--- Begin RECORDS SUPPLIED ---

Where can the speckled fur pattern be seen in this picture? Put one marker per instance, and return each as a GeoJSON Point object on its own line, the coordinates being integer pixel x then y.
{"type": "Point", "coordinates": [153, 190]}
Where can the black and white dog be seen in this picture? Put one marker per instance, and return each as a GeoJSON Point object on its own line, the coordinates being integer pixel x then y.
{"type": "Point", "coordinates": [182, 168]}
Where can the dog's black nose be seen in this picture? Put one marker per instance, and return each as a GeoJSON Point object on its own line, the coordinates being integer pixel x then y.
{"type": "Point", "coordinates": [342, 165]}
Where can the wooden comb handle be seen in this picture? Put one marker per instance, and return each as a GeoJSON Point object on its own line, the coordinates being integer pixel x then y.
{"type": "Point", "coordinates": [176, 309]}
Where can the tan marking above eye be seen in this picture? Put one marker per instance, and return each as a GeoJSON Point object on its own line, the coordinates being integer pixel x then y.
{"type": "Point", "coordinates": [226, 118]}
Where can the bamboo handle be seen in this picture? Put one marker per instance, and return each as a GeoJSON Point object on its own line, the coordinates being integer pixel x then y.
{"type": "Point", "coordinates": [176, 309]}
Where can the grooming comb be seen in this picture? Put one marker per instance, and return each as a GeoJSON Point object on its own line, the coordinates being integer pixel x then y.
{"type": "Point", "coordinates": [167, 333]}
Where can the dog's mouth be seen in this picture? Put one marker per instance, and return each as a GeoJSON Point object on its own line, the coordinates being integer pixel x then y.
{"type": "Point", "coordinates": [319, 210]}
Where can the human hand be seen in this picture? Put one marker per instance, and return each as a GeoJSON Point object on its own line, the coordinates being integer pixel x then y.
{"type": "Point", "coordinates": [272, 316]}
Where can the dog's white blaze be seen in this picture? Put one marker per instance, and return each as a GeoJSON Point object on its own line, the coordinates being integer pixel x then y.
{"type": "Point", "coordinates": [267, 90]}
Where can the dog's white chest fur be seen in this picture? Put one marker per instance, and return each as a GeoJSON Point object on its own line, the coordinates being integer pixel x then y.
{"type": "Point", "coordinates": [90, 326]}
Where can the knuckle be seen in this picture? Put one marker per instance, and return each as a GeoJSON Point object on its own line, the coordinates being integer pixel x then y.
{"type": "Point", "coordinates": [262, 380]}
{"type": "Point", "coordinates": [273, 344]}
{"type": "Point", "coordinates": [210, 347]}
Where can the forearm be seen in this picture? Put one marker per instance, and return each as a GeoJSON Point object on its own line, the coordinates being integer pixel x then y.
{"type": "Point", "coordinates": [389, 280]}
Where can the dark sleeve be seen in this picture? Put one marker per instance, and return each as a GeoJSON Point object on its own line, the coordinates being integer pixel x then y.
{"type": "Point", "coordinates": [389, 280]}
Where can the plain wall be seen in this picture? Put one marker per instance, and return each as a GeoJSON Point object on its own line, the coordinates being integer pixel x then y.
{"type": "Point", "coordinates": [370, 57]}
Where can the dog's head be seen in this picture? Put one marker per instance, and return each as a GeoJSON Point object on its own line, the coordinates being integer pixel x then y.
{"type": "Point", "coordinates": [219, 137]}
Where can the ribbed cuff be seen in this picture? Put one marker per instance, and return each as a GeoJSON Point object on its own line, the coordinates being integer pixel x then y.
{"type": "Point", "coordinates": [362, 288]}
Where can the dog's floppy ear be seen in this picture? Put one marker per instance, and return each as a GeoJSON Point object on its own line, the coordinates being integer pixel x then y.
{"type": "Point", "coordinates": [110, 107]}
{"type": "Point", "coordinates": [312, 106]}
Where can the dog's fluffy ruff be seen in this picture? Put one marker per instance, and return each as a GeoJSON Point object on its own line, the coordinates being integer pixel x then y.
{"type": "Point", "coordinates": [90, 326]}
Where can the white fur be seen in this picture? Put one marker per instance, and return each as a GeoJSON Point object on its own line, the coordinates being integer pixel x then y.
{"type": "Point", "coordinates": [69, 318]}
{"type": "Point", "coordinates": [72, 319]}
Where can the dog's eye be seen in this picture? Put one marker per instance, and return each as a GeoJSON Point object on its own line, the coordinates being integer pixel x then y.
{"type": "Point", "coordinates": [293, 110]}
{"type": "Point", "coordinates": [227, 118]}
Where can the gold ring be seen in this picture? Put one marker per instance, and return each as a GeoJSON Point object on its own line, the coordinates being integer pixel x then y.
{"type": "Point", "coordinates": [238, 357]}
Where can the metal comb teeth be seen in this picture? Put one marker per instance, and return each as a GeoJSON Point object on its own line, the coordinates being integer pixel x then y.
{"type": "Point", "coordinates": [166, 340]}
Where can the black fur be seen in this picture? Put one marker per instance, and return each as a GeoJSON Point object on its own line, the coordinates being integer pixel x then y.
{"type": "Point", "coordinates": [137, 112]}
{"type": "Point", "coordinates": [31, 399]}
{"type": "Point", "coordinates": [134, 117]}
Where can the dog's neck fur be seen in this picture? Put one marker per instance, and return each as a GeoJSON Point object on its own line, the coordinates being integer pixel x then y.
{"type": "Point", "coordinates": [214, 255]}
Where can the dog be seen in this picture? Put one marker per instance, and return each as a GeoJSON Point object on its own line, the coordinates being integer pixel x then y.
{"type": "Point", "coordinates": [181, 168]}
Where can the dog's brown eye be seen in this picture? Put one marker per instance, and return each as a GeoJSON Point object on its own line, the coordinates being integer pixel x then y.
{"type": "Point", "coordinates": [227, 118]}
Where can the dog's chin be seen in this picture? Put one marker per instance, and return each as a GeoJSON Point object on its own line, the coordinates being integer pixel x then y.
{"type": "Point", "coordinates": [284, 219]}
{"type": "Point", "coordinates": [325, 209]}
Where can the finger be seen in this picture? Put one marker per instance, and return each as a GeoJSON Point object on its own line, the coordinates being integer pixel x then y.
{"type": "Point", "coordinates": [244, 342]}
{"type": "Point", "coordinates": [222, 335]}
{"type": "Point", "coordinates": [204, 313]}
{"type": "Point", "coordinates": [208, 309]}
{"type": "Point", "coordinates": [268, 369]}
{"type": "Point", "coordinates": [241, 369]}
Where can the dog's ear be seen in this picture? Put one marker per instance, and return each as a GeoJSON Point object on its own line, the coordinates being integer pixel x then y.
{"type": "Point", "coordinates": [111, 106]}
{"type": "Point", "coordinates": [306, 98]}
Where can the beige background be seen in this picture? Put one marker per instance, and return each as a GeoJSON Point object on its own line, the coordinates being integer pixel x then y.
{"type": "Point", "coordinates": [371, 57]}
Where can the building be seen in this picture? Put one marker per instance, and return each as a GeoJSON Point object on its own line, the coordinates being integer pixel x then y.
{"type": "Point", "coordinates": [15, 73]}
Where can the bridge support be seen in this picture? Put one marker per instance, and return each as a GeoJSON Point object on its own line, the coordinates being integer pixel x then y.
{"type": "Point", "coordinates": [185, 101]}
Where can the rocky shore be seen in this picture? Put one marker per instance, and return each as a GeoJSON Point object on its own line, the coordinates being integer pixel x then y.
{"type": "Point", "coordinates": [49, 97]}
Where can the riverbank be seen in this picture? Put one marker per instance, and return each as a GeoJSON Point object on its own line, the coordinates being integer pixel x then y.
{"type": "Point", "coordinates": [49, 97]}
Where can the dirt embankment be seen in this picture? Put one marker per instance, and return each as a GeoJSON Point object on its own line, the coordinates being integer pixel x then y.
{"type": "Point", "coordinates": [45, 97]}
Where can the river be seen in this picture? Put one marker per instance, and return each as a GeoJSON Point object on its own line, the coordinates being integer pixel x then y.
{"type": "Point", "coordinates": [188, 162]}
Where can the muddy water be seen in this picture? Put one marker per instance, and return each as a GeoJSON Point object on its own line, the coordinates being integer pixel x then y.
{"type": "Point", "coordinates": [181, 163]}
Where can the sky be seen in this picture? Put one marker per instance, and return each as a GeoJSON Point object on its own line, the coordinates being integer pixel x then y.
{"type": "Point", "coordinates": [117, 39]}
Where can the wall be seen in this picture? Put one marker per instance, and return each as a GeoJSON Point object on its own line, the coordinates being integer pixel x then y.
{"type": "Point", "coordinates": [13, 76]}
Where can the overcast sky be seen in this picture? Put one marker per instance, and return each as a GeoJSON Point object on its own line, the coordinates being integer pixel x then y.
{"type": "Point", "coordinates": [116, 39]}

--- End RECORDS SUPPLIED ---

AIM: Reproduce the lines above word for word, everything from the line containing "Where can the muddy" down through the end of the records.

TASK SOLUTION:
Where can the muddy water be seen in this picture? Put one marker per instance, and return each as a GeoJSON Point object on its own line, the coordinates being integer pixel x then y.
{"type": "Point", "coordinates": [181, 163]}
Where can the sky be seen in this picture? Put one marker per instance, and return each as a GeoJSON Point object on its own line, the coordinates being integer pixel x then y.
{"type": "Point", "coordinates": [117, 39]}
Where can the wall be seen in this picture? Put one marker per instance, and return each as a GeoJSON Point object on its own line, the coordinates being integer pixel x then y.
{"type": "Point", "coordinates": [13, 76]}
Where can the overcast sky be seen in this picture? Put one marker per instance, and return each as a GeoJSON Point object on its own line, the coordinates being integer pixel x then y.
{"type": "Point", "coordinates": [116, 39]}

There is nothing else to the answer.